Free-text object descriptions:
· · · · ·
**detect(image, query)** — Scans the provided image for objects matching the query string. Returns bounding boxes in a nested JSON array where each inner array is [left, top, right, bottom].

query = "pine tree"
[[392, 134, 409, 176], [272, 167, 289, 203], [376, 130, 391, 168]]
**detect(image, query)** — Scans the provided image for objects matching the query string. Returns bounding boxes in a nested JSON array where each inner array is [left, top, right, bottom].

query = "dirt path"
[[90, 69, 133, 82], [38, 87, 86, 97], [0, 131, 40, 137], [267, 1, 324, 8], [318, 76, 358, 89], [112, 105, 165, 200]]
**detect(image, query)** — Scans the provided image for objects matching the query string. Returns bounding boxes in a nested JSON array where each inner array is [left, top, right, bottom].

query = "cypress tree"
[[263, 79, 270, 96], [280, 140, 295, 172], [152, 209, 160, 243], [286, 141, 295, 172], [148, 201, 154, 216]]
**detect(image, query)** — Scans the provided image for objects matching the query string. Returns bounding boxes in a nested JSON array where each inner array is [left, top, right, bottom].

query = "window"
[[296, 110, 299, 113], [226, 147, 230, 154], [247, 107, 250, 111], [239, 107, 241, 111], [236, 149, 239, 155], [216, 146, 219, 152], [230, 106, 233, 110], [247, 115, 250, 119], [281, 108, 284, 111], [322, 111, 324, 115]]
· · · · ·
# WHAT TO DO:
Copy out the records once more, exactly as they are written.

# TASK SOLUTION:
**detect(image, query)** — Scans the provided image for objects matching the query string. Returns bounding boxes in a nested JSON array where each inner array is [left, top, right, bottom].

query = "pine tree"
[[392, 134, 409, 176], [272, 167, 289, 203], [376, 130, 391, 168]]
**detect(image, query)** — Scans the provided image for objects matching the query string. Returns bounding boxes in a nested JSON array where each inner array is [left, top, right, bottom].

query = "dirt path"
[[90, 69, 133, 82], [38, 87, 86, 97], [0, 131, 40, 137], [267, 1, 324, 8], [318, 76, 358, 89], [112, 105, 165, 200]]
**detect(image, query)** — Scans the provided image for objects matching the query string. Returns bounding boxes in a nested JSON array where each inner array is [left, top, right, bottom].

query = "cypress tree"
[[263, 79, 270, 96], [280, 140, 295, 172], [152, 209, 160, 243], [286, 141, 295, 172], [148, 201, 154, 216]]
**detect(image, query)** — Scans the provided image for objects matching the query string. Returns bounding boxes in a nested JSON array where each inner array is [left, top, right, bottom].

query = "window"
[[296, 110, 299, 113], [226, 147, 230, 154], [247, 107, 250, 111], [239, 107, 241, 111], [236, 149, 239, 155], [216, 146, 219, 152], [230, 106, 233, 110], [247, 115, 250, 119], [281, 108, 284, 111], [322, 111, 324, 115]]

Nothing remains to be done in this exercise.